Go through the entries below and print, exactly, the lines starting at the one with "Task: indicate the white shorts" and ending at the one with "Task: indicate the white field", keeping both ends and no others.

═════ Record extracts

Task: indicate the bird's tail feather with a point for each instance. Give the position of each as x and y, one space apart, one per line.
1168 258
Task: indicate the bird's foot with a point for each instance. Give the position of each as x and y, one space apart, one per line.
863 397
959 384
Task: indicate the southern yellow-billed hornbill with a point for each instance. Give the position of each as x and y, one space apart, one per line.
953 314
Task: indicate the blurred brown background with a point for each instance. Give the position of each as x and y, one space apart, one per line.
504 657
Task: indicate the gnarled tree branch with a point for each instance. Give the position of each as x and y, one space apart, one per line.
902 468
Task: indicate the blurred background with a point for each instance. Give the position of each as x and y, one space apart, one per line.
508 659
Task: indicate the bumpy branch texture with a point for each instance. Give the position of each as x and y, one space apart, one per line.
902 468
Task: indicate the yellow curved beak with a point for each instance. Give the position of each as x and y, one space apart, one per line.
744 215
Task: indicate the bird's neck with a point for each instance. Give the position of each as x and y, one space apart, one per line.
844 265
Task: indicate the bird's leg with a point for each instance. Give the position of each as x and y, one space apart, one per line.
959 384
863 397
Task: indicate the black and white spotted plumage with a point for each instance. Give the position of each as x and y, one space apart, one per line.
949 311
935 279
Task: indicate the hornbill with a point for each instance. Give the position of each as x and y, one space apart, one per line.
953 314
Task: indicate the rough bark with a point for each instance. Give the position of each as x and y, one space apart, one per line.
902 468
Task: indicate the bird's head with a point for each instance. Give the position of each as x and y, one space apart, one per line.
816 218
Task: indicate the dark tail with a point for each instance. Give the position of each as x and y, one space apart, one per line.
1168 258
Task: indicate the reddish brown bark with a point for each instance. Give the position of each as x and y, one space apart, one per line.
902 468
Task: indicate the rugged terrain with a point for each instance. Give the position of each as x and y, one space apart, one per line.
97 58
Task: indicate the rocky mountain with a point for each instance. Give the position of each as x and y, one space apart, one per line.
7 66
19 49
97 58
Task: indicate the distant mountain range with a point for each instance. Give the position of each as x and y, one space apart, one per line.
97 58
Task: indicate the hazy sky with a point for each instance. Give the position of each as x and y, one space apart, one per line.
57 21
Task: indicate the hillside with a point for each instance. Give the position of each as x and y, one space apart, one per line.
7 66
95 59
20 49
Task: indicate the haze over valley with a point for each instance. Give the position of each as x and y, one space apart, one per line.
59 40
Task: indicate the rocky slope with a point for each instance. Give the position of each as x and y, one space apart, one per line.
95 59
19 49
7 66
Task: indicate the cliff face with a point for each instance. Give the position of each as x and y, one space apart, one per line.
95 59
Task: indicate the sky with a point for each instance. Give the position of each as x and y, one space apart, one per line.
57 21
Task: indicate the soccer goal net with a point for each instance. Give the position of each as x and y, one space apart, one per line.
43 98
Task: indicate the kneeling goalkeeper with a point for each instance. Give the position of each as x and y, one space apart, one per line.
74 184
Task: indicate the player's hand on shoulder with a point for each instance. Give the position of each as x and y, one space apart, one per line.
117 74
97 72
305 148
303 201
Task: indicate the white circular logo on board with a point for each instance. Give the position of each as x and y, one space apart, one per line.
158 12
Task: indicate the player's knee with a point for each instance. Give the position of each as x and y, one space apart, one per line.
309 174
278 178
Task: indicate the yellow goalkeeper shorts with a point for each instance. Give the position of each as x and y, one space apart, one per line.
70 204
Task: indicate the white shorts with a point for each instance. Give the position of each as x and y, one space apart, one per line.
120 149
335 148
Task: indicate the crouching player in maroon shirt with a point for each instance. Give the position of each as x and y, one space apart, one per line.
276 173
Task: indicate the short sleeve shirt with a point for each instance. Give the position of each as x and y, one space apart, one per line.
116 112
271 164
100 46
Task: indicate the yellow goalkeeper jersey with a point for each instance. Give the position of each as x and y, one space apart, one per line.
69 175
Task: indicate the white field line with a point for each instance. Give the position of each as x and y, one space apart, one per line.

══════════
═════ Record extracts

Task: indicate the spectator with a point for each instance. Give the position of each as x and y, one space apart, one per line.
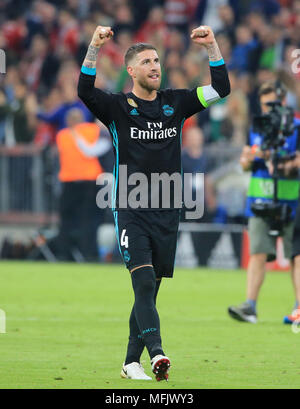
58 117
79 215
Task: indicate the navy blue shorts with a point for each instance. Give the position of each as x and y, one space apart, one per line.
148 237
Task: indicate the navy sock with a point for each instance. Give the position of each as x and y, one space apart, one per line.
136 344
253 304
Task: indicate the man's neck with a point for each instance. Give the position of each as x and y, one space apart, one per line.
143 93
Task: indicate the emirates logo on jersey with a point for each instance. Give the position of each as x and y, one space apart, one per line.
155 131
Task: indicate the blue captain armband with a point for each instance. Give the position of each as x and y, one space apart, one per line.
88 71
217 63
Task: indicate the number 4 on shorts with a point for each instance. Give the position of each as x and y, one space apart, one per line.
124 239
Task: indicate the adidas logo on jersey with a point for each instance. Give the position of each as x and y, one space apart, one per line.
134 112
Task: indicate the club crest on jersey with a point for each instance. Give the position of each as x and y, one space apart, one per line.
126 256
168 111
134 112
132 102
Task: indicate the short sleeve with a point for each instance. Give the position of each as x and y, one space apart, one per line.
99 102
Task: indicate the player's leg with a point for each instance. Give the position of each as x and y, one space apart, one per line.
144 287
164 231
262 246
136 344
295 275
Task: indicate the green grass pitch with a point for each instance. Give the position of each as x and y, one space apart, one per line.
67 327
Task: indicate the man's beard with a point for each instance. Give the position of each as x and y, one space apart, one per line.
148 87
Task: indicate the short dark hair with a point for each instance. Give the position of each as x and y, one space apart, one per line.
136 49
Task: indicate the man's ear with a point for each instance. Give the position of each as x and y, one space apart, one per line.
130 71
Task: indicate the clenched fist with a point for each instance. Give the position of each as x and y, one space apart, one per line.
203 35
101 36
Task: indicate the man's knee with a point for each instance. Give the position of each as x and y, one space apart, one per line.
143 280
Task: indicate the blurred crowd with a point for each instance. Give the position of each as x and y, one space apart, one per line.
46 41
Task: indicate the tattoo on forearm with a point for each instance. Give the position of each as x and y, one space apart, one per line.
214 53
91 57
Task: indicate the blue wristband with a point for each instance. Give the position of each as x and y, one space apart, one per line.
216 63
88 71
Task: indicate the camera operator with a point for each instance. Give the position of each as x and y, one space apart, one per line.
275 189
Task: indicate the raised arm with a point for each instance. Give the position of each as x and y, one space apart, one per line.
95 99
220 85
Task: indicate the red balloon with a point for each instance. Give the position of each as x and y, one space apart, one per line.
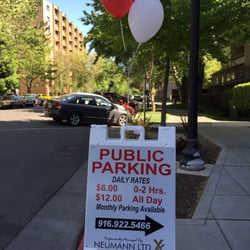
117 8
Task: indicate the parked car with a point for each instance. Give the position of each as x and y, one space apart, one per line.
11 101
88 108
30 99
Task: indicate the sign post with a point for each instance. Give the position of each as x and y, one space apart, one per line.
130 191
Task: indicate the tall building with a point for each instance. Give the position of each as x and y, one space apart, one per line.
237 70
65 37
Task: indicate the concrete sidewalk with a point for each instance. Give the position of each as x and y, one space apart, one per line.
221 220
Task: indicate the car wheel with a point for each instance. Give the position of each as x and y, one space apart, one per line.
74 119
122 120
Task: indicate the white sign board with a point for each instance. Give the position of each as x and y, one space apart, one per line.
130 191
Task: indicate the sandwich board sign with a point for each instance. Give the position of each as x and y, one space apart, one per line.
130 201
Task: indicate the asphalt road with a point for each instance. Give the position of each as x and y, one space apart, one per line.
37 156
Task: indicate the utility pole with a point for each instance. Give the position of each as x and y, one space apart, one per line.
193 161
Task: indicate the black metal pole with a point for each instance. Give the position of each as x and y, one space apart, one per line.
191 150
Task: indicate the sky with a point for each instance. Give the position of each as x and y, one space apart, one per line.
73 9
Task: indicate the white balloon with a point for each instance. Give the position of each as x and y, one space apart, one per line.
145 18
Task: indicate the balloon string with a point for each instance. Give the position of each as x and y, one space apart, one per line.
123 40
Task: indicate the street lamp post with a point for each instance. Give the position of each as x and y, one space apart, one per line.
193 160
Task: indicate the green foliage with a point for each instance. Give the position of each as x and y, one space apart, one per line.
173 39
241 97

══════════
═════ Record extracts

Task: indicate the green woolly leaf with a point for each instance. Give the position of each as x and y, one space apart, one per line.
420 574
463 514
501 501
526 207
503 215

══════════

— Reply to the task —
Task: indicate the white shorts with a point for each instance. Give the position of each as x and y, one space apart, one per line.
120 149
335 148
Task: indicate the crouching player in maroon shirt with a point for each instance. Give the position of each as x and y, one space apart, one per line.
276 173
Task: indicate the short sleeve shirt with a point for each instance. Give the position of each as x and y, one space apart, one per line.
116 112
271 164
100 46
Task: indicate the yellow goalkeeper jersey with a point for each instance. Give the position of each as x and y, one space apart, one per line.
69 175
Task: indicate the white field line with a point for each instance. Give the position of each as x and y, one space apart, one per line.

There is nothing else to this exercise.